§ **Prompt**: Update the entries starting with the line that contains "Target: tiled roof" and going on through the end of the entries, replacing "drop a dot" with "place a mark" and leaving everything else unchanged.

§ **Material shown**:
++++++++++
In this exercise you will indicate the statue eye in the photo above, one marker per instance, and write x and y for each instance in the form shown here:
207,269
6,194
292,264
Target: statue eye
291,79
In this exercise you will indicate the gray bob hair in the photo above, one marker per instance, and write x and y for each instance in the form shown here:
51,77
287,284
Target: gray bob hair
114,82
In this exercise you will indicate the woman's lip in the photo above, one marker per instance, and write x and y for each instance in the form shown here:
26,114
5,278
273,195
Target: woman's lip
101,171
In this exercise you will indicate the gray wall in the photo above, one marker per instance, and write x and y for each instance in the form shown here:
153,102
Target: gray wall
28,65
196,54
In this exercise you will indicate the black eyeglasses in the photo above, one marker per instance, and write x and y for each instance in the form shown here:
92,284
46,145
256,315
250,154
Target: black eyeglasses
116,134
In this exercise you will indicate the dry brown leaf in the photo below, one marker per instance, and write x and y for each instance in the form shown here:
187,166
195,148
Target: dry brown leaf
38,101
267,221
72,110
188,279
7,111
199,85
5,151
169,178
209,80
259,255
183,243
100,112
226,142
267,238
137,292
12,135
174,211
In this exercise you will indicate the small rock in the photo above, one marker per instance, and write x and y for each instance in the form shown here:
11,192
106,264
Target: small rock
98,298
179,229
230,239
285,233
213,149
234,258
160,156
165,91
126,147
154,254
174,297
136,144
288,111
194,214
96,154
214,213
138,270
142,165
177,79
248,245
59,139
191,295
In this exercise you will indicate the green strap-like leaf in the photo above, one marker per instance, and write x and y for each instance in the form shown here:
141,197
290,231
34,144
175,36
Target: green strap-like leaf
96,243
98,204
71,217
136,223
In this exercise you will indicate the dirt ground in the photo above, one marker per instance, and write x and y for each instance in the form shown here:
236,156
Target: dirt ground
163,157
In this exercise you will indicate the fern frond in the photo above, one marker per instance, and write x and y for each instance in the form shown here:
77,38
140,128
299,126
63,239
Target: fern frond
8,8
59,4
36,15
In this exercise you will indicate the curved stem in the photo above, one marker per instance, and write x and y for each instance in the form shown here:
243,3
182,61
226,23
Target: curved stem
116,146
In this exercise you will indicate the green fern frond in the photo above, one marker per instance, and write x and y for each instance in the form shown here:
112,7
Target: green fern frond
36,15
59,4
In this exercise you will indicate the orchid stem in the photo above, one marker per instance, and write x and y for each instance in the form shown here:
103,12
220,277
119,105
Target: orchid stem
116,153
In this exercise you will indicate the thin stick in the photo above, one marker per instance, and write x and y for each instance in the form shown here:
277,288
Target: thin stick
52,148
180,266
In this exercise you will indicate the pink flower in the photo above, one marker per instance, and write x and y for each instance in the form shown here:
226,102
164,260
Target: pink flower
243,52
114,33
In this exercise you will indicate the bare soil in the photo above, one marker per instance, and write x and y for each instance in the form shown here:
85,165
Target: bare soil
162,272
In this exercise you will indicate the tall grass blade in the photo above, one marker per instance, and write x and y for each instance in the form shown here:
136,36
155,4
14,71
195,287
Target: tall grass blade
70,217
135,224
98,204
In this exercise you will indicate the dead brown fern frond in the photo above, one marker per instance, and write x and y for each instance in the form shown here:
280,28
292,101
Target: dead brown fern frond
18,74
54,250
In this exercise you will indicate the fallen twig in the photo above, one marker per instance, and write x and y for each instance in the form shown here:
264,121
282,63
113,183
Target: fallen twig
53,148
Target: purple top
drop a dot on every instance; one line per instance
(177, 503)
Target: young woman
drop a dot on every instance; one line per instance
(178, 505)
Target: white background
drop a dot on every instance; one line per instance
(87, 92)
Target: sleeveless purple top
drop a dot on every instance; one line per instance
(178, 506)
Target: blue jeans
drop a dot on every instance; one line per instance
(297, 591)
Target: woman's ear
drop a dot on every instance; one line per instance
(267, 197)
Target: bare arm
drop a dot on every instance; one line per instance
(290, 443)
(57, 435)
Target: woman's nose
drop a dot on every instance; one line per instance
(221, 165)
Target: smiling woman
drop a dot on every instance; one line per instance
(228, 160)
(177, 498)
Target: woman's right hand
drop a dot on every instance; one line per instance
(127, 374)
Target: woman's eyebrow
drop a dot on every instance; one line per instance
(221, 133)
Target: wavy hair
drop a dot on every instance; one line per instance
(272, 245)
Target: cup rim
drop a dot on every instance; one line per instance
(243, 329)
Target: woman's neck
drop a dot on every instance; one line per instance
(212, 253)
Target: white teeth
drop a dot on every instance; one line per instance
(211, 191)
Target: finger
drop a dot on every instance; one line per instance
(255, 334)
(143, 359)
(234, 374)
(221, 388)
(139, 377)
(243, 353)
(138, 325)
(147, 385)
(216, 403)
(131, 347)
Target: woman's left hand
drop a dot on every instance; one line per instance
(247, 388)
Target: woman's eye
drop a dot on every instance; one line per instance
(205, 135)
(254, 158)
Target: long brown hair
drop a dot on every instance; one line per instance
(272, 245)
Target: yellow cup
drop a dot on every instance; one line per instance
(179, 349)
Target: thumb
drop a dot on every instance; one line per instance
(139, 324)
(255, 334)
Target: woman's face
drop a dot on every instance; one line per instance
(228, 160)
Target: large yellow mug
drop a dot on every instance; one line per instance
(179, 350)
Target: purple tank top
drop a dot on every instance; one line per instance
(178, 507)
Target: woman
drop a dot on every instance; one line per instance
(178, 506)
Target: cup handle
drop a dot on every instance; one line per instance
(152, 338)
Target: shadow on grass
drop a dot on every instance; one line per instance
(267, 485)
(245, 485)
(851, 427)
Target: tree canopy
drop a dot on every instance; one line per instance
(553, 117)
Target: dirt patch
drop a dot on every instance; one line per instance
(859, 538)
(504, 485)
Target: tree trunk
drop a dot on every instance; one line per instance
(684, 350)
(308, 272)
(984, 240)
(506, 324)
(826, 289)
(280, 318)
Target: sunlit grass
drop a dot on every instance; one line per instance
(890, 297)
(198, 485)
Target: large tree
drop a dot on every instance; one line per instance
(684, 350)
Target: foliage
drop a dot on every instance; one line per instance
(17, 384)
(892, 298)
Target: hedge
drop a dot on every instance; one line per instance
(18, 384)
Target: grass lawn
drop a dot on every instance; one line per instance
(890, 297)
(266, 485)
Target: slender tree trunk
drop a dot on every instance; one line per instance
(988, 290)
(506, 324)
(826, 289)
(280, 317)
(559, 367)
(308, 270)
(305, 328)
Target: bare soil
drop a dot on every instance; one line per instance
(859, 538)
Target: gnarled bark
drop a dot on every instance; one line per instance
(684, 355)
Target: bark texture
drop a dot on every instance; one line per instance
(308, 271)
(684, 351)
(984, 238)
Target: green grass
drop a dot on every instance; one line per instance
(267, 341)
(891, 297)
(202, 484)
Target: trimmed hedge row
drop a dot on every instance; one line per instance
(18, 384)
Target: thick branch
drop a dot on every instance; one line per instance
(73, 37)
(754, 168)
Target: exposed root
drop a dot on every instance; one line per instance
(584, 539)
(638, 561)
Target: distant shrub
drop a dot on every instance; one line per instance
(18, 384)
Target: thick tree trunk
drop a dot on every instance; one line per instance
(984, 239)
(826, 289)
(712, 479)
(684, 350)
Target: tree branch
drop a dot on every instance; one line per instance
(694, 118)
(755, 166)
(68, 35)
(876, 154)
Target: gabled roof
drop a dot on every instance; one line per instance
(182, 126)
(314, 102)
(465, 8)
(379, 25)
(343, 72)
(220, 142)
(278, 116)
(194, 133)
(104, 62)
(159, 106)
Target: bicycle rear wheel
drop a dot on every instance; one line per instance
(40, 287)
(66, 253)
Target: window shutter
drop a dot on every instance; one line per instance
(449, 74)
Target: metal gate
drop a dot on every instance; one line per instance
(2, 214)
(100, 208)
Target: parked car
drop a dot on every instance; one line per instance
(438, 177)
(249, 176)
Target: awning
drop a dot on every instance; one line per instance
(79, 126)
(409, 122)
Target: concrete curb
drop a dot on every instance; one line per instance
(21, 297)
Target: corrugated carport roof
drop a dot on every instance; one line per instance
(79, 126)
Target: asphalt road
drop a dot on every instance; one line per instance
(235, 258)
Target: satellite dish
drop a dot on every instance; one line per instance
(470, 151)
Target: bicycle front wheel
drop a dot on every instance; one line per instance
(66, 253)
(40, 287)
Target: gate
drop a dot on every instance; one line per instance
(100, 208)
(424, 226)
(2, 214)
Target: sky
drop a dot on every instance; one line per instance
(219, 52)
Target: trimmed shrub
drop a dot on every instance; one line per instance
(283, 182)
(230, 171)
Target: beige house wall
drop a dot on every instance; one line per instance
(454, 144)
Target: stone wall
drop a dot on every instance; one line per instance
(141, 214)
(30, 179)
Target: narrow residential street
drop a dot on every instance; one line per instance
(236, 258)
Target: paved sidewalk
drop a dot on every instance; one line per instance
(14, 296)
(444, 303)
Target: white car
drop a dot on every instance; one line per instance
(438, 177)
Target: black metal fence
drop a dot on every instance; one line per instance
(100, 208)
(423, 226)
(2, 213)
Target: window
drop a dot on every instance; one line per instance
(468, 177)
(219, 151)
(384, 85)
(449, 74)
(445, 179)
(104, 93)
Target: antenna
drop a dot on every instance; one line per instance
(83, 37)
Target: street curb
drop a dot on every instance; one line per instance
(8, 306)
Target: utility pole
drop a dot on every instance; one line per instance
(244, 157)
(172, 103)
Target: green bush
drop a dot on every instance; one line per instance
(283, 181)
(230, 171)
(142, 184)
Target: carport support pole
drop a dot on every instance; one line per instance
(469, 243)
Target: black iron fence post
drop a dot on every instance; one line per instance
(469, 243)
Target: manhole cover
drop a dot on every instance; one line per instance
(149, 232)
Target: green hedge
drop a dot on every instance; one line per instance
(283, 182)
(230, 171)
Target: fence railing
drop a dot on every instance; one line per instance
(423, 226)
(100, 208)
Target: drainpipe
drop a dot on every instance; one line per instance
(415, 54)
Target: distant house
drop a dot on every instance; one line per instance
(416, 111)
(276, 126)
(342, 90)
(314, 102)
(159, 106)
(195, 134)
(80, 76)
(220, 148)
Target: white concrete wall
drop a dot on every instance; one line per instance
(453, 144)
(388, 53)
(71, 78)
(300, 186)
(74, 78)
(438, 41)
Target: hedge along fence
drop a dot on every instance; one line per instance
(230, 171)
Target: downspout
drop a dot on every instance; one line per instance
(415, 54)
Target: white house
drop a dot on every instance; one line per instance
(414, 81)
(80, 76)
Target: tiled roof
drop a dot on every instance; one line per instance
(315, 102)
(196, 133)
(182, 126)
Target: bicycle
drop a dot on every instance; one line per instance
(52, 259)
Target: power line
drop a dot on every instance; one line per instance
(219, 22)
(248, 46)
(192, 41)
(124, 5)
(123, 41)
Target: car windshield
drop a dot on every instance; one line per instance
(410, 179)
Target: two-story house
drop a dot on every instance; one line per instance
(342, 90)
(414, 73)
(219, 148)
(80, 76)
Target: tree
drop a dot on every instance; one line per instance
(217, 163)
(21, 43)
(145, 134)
++++++++++
§ **Exercise answer**:
Target: tiled roof
place a mark on every instance; one line per instance
(315, 102)
(196, 133)
(182, 126)
Target: bicycle
place a mark on every instance; one line per instance
(52, 259)
Target: power line
place a mark on every instance; one line per instance
(219, 22)
(248, 46)
(192, 41)
(124, 5)
(123, 41)
Target: car windshield
place a mark on every instance; one line per instance
(410, 179)
Target: two-story house
place a mark on every instance; one line per instance
(342, 90)
(414, 73)
(219, 148)
(80, 76)
Target: tree
place a mark on every instance; one line per instance
(217, 163)
(21, 43)
(145, 134)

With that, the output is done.